GIVEN INSTRUCTION A: Show every line of the records that contains the word "cloud", copying each line in full.

PASSAGE:
★ ★ ★ ★
In recent months, Miramax has engaged in a distribution-frenzy, inking physical, theatrical and digital rights agreements with myriad players, including The Weinstein Co. That deal calls for the two companies to co-op sequels to Clerks, From Dusk Till Dawn, Bridget Jones’s Diary, Copland, Shall We Dance, Swingers and The Amityville Horror, among others. The agreement, which also includes developing new bonus material for catalog Blu-ray Disc releases, expands on a pact that features sequels Scream 4, Spy Kids 4 and Scary Movie 5 in the pipeline.

Last month, Miramax signed separate catalog home entertainment distribution deals with Lionsgate and Echo Bridge Entertainment. And March 1, Miramax expanded a long-running agreement to distribute home entertainment and theatrical content in Canada through Alliance Films.
★ ★ ★ ★
GIVEN INSTRUCTION B: Write the next part of the passage on Miramax's distribution deals, starting right after its final sentence.

DATA SHOWN:
★ ★ ★ ★
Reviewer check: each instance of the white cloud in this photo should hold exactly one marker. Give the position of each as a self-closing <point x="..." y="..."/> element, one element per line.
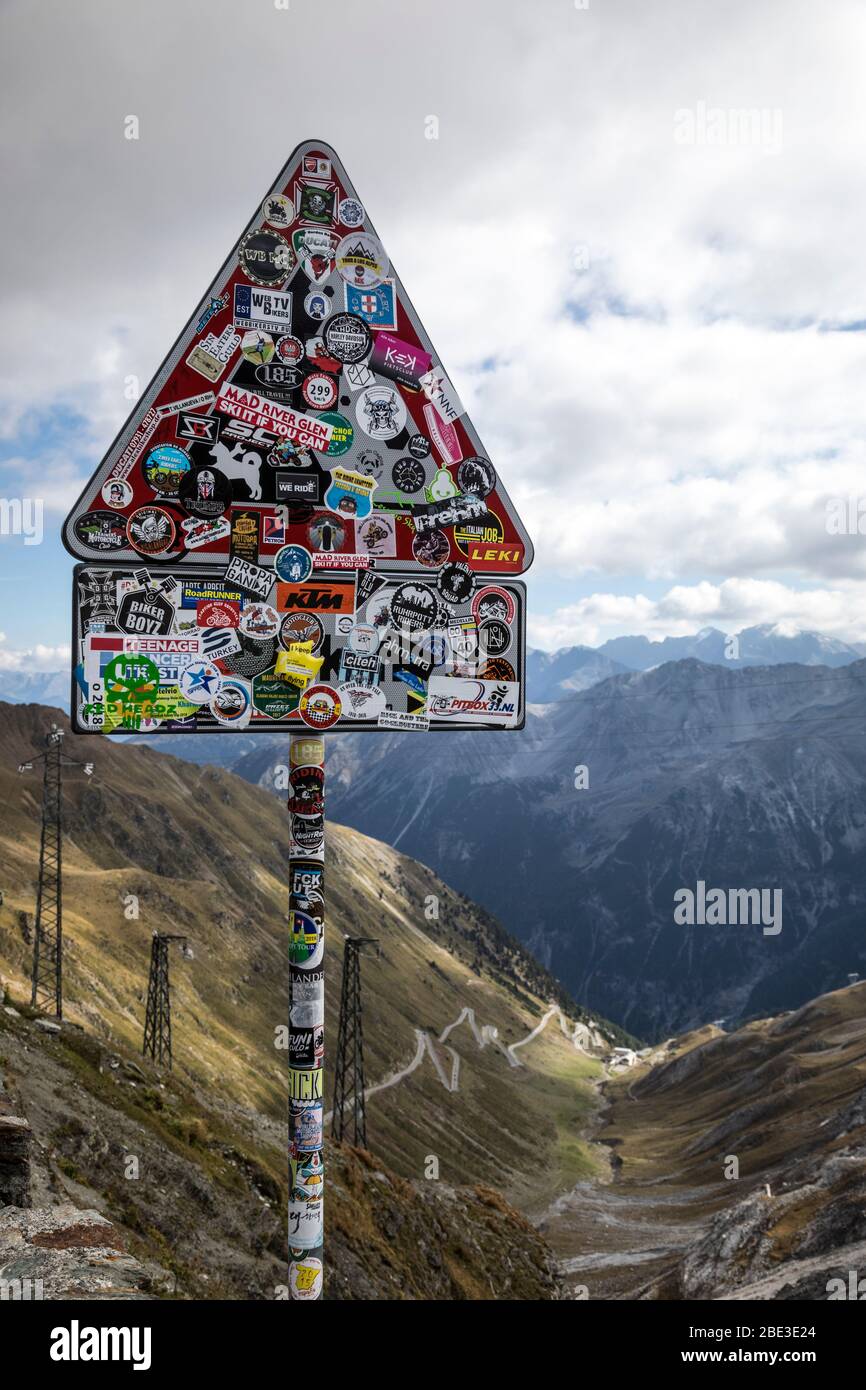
★ ★ ★ ★
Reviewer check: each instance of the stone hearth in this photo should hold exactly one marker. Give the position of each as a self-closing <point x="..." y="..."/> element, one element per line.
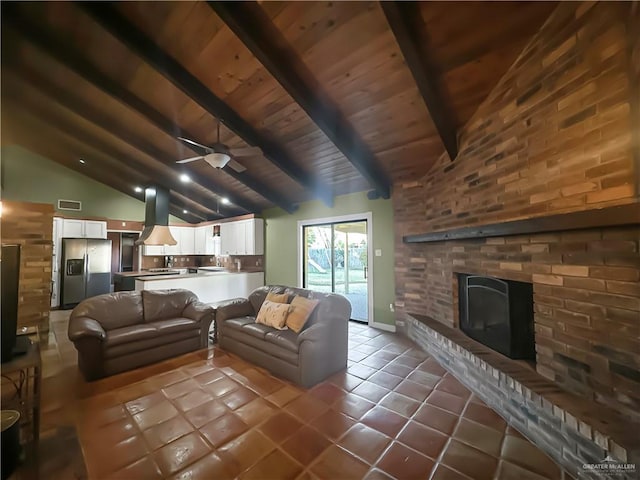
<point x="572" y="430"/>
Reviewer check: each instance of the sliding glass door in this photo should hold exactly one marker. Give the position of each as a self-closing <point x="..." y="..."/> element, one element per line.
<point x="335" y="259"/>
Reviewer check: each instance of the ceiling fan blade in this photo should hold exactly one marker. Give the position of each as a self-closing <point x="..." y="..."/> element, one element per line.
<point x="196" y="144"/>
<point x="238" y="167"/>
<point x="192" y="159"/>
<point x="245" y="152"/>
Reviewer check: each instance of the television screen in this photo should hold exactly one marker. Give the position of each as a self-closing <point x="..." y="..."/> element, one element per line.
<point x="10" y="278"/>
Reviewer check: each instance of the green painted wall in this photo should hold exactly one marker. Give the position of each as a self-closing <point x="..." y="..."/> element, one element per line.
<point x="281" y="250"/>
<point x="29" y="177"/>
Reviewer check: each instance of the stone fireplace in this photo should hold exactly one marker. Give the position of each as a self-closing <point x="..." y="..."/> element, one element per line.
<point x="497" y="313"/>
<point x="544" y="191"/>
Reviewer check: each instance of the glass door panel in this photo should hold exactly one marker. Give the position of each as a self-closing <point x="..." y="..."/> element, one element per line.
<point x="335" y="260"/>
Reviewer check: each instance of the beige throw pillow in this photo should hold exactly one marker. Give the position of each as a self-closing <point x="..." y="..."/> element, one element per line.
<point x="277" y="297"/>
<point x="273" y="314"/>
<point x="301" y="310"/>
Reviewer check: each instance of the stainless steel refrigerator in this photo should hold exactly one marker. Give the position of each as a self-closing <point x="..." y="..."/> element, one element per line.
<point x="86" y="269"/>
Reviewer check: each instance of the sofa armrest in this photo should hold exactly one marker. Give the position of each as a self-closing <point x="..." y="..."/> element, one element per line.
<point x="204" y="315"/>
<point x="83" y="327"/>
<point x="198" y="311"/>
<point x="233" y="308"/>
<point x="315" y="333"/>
★ ★ ★ ★
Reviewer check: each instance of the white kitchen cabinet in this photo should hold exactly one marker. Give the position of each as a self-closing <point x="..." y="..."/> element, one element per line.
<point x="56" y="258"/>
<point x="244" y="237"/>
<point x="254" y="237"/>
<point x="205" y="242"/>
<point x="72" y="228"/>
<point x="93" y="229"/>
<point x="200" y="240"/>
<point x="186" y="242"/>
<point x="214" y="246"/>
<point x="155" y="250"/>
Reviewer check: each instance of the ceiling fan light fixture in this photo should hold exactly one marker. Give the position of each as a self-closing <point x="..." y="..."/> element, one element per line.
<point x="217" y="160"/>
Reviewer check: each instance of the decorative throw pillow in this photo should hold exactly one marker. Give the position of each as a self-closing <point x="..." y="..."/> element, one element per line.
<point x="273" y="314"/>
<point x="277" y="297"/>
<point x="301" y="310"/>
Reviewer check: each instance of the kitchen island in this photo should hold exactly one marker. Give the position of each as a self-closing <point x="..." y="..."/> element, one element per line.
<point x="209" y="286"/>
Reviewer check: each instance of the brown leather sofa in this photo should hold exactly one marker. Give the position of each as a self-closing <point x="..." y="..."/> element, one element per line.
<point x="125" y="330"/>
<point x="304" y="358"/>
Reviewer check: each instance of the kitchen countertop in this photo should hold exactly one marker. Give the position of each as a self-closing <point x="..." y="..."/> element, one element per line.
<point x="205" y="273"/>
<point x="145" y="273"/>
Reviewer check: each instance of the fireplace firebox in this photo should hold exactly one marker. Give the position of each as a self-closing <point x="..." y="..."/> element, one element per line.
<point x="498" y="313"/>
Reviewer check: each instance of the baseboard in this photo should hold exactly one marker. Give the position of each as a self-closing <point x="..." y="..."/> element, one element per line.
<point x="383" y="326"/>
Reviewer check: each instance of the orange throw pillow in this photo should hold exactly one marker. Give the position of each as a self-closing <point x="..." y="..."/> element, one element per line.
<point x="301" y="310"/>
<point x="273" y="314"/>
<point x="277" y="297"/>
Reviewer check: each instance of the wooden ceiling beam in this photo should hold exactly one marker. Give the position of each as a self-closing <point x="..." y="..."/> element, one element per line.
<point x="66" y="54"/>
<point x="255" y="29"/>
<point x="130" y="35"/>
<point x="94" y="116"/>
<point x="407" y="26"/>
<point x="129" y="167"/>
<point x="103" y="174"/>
★ ★ ★ ★
ANSWER A:
Reviewer check: each instance of the white cloud in this photo should hold exactly one marker. Give the position of each as a self-closing <point x="..." y="..."/> element, one element per line.

ANSWER B:
MGM emerged last December from bankruptcy as a new company co-headed by former minority stakeholders Gary Barber and Roger Birnbaum. Throughout 2010, the famed studio entertained serious merger overtures from Lionsgate and investor Carl Icahn — the former eying its vaunted film catalog for physical, digital and pay-TV distribution.

20th Century Fox Home Entertainment, which distributes MGM titles, March 2 upgraded catalog titles offered through its manufacturing-on-demand DVD program with the addition of 20 new films ranging from 1952’s thriller The Captive City to 1990’s Buried Alive.